§ **EXERCISE**: For this exercise, copy each line of the records that contains the word "strap".

§ **RECORDS FOR THIS TASK**:
════

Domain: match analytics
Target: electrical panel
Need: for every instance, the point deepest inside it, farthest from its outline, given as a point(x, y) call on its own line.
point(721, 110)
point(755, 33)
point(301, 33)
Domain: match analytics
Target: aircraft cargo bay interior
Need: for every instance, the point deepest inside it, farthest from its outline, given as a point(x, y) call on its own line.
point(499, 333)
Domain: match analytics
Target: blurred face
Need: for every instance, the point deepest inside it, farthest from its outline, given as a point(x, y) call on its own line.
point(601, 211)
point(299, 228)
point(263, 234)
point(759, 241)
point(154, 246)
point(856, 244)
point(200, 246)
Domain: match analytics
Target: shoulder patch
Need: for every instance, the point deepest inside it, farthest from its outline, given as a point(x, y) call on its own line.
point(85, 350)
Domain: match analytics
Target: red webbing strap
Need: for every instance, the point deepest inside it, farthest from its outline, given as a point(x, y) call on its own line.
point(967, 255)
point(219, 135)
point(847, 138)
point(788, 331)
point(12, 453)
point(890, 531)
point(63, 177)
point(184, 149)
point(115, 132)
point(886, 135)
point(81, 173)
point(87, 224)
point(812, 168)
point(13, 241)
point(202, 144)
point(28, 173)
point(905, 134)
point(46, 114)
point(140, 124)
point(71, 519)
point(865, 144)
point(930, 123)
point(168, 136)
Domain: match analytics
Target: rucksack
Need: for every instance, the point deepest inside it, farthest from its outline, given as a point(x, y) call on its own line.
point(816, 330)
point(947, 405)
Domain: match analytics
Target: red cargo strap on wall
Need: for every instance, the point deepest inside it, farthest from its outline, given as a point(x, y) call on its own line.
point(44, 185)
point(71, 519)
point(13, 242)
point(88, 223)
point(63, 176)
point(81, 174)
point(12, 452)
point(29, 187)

════

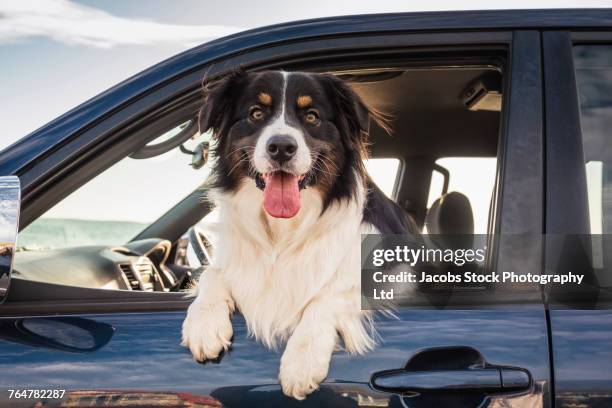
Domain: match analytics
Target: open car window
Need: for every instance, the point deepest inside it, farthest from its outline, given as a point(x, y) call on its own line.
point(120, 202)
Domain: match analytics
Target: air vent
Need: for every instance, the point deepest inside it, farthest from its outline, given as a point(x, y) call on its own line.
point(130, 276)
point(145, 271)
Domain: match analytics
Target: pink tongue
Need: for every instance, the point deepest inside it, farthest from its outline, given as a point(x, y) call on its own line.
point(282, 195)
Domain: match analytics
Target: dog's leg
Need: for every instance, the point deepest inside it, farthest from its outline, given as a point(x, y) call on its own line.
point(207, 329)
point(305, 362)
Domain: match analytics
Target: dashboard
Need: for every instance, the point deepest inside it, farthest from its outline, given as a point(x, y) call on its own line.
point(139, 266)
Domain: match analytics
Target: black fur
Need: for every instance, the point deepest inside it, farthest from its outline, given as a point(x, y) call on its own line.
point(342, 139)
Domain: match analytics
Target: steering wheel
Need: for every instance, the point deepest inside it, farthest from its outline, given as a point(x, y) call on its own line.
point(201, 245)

════

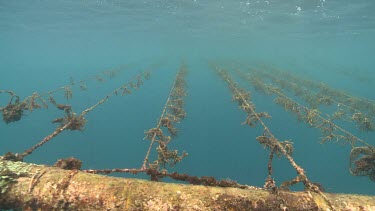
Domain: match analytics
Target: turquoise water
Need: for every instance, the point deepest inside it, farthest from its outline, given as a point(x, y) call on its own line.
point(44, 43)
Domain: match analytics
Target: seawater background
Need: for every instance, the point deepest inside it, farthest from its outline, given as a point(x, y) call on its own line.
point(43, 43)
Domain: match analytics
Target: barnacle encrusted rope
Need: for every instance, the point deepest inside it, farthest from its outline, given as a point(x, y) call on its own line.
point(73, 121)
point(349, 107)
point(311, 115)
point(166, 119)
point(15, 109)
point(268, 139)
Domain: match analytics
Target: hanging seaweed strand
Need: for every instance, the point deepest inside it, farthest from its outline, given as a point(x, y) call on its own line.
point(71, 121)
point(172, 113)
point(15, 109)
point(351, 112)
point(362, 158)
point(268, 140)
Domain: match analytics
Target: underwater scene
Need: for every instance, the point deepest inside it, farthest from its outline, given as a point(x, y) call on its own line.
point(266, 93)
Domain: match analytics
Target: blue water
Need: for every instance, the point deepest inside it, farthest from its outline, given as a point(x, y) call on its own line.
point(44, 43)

════

§ **ANSWER SECTION**:
Target: red webbing strap
Target: red cargo strap on wall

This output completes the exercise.